=== DOCUMENT SECTION ===
↓

Cross-shard primitives copied from legacy core/server also did not
fit core/shard's crossfire model (bounded MTx + try_send-or-drop,
fd-transfer coordinator instead of SO_REUSEPORT).
bootstrap() now spawns N OS threads from sharding.cpu_allocation,
each pinned via nix::sched + hwlocality and running its own compio
runtime + IggyMessageBus + IggyShard for the partitions hashed to
that shard. Cross-thread shutdown rides an Arc polled by
a per-shard watchdog, since the bus' Shutdown is !Send and cannot be
triggered from the main thread directly. Partial shard-spawn failure
and shard-thread panic now signal cluster-wide shutdown instead of
hanging; the shutdown watchdog is detached from the bus drain.
ShardFrame becomes a concrete enum (Consensus + Lifecycle); the R
generic is lifted off IggyShard. Named routers (route_metadata /
route_partition / route_consensus_control) replace the duplicated
MessageBag match blocks, and a debug_assert at pump entry catches
receiver-thread mis-binding that the ctor's assert_sender_ordering
cannot see.
ShardMetrics records frame_drops_total (counter, variant+reason
labels), bumped at every inter-shard try_send rejection; without it,
drop-and-recover under VSR retransmit is operationally
indistinguishable from a livelock. The counter is atomic, so it is
safe to bump from !Send compio reactor contexts.
The legacy shard-mapping broadcast subsystem (periodic snapshot
refresh task, three-state MappingSlot table, ReplicaMappingUpdate /
ReplicaMappingClear frames) is retired entirely. Cross-shard replica
routing now flows through the cluster-shared ReplicaOwnerTable: the
owning shard's installer stamps its slot on a successful registry
insert and CAS-clears it on disconnect, so every bus' send_to_replica
slow path reads authoritative state with no broadcast or reconcile
loop. Builder accepts the coordinator at ctor; IggyShard stays
immutable post-construction.

↑

=== EXERCISE TASK ===
Rewrite everything in the sharding notes from "The legacy shard-mapping" down to "immutable post-construction.", switching "ReplicaOwnerTable" to "ReplicaRouteTable".

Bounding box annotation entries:

↓

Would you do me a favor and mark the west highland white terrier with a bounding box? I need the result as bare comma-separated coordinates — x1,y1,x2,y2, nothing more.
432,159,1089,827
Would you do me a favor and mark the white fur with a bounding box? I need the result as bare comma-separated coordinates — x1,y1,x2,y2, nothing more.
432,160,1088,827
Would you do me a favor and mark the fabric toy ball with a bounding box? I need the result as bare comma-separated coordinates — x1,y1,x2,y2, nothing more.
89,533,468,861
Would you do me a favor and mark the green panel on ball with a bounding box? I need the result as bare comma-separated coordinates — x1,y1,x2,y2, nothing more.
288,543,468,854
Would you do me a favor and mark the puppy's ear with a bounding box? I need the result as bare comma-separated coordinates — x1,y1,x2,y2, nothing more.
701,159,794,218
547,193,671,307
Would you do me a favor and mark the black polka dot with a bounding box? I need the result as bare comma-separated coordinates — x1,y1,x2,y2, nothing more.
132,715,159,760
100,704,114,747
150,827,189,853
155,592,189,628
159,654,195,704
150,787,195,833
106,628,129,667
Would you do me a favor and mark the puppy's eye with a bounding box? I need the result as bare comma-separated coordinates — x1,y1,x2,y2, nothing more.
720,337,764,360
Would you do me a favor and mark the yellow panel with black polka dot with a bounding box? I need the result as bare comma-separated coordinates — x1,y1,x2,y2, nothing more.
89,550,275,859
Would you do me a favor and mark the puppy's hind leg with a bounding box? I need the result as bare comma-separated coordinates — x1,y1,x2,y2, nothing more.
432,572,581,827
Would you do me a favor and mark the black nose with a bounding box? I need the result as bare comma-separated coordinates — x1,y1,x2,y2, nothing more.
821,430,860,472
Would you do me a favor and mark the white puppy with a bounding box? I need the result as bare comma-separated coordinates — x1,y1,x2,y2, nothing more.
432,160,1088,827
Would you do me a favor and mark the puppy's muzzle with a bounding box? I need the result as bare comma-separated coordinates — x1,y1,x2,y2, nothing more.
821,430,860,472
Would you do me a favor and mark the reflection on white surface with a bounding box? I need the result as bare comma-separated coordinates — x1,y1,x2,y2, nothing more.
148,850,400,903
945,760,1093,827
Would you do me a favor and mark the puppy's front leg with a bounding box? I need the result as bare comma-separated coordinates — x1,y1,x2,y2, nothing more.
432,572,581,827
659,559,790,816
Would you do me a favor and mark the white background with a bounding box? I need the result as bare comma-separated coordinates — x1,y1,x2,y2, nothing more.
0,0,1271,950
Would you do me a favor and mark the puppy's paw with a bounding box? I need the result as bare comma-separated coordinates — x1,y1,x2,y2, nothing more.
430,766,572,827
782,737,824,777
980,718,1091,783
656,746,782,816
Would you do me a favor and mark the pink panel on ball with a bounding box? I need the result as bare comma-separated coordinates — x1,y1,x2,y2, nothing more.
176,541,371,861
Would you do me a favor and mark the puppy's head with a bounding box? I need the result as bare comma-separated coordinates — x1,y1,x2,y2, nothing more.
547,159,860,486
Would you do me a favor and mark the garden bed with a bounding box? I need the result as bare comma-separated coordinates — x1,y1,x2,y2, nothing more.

↑

=== SOLUTION TO THE PROBLEM ===
The legacy shard-mapping broadcast subsystem (periodic snapshot
refresh task, three-state MappingSlot table, ReplicaMappingUpdate /
ReplicaMappingClear frames) is retired entirely. Cross-shard replica
routing now flows through the cluster-shared ReplicaRouteTable: the
owning shard's installer stamps its slot on a successful registry
insert and CAS-clears it on disconnect, so every bus' send_to_replica
slow path reads authoritative state with no broadcast or reconcile
loop. Builder accepts the coordinator at ctor; IggyShard stays
immutable post-construction.